#### QUOTED TEXT
#####
MiMo-Embodied: X-Embodied Foundation Model Technical Report
Xiaoshuai Hao, Lei Zhou, Zhijian Huang, Zhiwen Hou, Yingbo Tang, Lingfeng Zhang, Guang Li, Zheng Lu, Shuhuai Ren, Xianhui Meng, Yuchen Zhang, Jing Wu, Jinghui Lu, Chenxu Dang, Jiayi Guan, Jianhua Wu, Zhiyi Hou, Hanbing Li, Shumeng Xia, Mingliang Zhou, Yinan Zheng, Zihao Yue
2025-11-21
Summary
This paper introduces MiMo-Embodied, a new artificial intelligence model that's really good at two different, but related, things: driving cars on its own and helping robots understand and interact with the world around them.
What's the problem?
Traditionally, AI models are built to be good at *one* specific task. For example, a self-driving car AI is different from an AI that helps a robot pick up objects. This means a lot of separate work and doesn't take advantage of the fact that understanding the world is helpful for *both* driving and robotics. The challenge was to create a single AI that could excel at both, learning from the similarities between the two fields.
What's the solution?
The researchers created MiMo-Embodied by first training it in stages, using carefully selected data. Then, they used two techniques called 'Chain of Thought' and 'Reinforcement Learning' to fine-tune the model. Essentially, they taught the AI to 'think through' problems and learn from its mistakes. This allowed the model to share knowledge between the driving and robotics tasks, improving performance in both areas.
Why it matters?
This is a big step forward because it shows that different AI areas can benefit from each other. By building a single model that's good at both driving and robotics, we can potentially create more efficient and capable AI systems. Plus, the researchers are sharing their model and code publicly, which means other scientists can build on their work and accelerate progress in both fields.
#####
#### TO BE DONE
Pick up the summary of the MiMo-Embodied technical report after its final sentence and extend it by one short paragraph.
#####
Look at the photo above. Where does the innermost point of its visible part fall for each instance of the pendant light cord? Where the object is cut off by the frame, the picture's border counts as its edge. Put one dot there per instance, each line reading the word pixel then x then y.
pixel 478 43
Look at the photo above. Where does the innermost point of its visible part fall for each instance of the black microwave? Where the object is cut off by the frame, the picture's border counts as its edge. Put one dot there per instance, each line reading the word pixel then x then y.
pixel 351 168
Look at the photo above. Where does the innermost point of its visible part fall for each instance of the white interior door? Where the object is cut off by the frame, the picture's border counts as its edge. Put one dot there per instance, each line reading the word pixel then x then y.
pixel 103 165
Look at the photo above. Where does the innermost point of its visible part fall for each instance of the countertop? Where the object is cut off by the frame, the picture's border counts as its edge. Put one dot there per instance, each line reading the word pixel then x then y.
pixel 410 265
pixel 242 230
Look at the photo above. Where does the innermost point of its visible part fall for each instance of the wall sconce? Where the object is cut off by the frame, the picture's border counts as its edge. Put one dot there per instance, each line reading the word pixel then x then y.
#####
#### RESPONSE FOR THIS EXERCISE
Abstract
We open-source MiMo-Embodied, the first cross-embodied foundation model to successfully integrate and achieve state-of-the-art performance in both Autonomous Driving and Embodied AI. MiMo-Embodied sets new records across 17 embodied AI benchmarks in Task Planning, Affordance Prediction and Spatial Understanding, while also excelling in 12 autonomous driving benchmarks across Environmental Perception, Status Prediction, and Driving Planning. Across these tasks, MiMo-Embodied significantly outperforms existing open-source, closed-source, and specialized baselines. Our results indicate that through multi-stage learning, curated data construction, and CoT/RL fine-tuning, these two domains exhibit strong positive transfer and mutually reinforce one another. We provide a detailed analysis of our model design and training methodologies to facilitate further research. Code and models are available at https://github.com/XiaomiMiMo/MiMo-Embodied.